[Items from a data source]
★ ★ ★ ★ ★

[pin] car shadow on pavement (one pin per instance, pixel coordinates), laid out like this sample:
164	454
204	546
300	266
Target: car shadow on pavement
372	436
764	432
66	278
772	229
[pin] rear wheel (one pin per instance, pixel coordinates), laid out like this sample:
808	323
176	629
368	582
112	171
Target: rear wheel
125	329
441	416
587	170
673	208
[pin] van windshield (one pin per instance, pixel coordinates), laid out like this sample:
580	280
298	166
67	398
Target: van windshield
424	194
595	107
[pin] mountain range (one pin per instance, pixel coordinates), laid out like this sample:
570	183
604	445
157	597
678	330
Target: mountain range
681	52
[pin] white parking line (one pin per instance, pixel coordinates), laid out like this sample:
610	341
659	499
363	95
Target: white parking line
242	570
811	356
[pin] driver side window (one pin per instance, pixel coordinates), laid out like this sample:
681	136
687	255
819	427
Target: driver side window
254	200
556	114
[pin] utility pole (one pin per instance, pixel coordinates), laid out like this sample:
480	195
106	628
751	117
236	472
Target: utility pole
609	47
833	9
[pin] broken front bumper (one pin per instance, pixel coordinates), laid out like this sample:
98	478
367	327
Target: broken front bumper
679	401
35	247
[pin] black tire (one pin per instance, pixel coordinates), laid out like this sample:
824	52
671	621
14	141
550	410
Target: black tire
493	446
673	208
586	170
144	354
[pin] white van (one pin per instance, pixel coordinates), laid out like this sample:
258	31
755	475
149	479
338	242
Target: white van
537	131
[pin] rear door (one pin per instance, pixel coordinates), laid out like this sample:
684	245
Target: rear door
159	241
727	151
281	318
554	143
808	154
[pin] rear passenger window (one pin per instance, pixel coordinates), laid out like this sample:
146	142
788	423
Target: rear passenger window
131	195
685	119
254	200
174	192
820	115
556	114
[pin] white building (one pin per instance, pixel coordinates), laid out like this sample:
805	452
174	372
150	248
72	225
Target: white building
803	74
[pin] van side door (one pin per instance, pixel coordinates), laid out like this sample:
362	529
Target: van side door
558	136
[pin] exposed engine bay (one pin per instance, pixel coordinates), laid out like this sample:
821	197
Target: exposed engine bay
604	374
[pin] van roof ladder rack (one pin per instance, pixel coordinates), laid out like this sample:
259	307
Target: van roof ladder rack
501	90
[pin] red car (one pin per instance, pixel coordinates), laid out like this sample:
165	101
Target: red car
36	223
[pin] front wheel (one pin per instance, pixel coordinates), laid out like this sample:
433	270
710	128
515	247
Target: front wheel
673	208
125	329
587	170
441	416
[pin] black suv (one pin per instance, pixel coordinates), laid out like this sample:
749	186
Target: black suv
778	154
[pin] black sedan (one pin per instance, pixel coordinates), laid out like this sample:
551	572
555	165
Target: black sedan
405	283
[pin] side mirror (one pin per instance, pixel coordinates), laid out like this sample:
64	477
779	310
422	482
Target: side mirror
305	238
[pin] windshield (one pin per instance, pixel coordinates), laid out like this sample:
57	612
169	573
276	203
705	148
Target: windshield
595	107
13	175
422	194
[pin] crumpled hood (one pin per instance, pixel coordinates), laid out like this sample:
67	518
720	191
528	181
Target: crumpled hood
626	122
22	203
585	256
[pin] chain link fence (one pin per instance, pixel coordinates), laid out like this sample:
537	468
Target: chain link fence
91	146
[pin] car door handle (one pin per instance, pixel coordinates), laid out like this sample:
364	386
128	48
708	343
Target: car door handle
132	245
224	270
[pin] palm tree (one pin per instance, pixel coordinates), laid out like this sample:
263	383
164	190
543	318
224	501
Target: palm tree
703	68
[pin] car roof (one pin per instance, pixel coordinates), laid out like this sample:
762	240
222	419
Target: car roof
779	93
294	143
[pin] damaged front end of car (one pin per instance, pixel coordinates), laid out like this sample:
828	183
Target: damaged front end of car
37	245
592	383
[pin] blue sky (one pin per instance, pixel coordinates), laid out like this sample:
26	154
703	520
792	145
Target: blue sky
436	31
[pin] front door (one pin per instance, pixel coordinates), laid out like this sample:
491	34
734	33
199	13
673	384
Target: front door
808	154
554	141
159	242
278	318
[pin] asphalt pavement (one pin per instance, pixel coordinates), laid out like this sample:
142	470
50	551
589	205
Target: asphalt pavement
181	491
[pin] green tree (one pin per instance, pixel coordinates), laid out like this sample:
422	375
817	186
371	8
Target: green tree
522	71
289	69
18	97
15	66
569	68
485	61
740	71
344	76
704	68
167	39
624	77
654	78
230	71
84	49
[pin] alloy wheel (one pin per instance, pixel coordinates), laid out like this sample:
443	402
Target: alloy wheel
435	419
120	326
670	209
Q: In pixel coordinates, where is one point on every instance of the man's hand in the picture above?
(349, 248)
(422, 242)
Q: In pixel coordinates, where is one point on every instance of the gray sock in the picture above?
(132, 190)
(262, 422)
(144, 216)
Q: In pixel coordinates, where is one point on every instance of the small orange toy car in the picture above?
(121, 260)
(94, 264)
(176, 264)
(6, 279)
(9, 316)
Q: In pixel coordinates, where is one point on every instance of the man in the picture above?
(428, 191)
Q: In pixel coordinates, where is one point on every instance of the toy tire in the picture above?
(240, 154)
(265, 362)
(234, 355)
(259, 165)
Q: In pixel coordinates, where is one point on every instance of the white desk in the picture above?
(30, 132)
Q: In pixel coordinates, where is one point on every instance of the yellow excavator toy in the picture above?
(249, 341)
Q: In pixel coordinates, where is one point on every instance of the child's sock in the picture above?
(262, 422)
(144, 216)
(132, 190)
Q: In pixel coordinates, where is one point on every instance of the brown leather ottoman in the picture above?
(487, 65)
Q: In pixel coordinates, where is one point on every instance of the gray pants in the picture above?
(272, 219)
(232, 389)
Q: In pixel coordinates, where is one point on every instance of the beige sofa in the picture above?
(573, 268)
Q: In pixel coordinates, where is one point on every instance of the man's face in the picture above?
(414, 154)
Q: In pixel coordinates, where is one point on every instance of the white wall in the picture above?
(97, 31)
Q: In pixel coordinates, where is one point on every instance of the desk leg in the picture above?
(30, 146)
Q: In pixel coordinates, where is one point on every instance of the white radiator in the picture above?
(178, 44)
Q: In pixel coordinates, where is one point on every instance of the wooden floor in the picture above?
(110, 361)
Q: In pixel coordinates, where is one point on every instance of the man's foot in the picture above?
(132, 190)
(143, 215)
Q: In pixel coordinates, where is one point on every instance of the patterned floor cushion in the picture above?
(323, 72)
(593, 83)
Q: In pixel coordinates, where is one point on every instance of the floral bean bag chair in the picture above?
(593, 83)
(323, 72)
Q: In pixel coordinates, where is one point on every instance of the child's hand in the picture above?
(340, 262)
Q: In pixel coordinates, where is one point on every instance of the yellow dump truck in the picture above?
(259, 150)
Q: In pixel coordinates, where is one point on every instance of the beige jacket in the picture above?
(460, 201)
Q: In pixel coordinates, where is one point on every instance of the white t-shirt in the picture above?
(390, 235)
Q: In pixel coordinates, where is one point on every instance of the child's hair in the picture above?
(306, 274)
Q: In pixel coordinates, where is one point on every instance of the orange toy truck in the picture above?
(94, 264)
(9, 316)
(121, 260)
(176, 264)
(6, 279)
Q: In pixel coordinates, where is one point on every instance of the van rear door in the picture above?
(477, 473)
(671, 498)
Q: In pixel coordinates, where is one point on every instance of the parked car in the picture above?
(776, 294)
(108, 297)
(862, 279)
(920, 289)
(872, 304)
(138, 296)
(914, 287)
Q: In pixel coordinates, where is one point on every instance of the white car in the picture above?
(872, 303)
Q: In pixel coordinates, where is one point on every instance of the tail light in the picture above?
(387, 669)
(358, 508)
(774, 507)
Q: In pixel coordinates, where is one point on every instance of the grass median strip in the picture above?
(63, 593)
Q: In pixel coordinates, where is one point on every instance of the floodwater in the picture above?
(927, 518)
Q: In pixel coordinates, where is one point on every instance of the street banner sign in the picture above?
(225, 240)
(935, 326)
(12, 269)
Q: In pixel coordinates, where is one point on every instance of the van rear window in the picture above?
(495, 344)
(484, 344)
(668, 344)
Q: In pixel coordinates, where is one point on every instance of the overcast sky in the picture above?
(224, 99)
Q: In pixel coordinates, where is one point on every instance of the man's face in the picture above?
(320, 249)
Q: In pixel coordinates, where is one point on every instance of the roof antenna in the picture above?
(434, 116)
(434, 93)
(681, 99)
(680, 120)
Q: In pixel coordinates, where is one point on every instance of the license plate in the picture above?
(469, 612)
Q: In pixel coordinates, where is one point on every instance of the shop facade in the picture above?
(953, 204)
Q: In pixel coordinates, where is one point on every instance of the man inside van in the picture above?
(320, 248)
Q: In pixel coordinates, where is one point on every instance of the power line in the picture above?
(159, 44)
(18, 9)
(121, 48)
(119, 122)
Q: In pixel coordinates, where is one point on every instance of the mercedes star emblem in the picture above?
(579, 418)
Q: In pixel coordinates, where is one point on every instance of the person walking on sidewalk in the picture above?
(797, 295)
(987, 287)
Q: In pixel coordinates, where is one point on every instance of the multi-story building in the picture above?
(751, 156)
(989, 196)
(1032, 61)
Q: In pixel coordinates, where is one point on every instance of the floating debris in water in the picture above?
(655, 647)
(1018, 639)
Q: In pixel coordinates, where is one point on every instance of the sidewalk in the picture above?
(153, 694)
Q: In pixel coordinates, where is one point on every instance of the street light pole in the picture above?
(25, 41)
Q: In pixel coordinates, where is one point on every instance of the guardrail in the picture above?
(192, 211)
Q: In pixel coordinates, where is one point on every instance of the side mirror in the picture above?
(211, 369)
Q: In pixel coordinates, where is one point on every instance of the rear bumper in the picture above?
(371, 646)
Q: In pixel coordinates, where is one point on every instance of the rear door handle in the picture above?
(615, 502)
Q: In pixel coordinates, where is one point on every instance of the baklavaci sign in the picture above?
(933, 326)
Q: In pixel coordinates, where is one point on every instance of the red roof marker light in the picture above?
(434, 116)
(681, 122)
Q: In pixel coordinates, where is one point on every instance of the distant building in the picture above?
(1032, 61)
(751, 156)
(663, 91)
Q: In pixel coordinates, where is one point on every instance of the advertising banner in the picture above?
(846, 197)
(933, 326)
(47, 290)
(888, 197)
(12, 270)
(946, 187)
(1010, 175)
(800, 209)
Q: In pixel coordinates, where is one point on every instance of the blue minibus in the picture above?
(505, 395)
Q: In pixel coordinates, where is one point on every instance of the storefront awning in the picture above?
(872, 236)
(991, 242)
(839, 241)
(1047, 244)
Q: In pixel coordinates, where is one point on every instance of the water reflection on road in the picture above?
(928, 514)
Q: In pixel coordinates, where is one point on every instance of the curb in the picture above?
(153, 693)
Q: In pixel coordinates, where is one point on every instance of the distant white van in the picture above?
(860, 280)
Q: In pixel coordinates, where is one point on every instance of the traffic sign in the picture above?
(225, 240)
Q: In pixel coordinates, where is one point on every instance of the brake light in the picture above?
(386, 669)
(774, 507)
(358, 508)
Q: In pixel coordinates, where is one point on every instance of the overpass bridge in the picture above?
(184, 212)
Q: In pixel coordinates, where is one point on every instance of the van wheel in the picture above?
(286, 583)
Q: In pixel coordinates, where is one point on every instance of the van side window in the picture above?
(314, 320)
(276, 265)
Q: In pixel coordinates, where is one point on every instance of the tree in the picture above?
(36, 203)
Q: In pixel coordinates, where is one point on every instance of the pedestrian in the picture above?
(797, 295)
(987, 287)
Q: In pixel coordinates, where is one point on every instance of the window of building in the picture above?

★ ★ ★ ★ ★

▶ [What you need to do] Go to the line with "Target: front wheel" in the entries above and repeat every line from there through the line with "[pin] black sedan", exactly and with no other text.

▶ [Answer box]
Target: front wheel
673	208
125	329
587	170
441	416
[pin] black suv (one pin per instance, pixel coordinates), laid out like this sample:
749	186
Target: black suv
778	154
[pin] black sedan (one pin per instance, pixel coordinates), laid out like this sample:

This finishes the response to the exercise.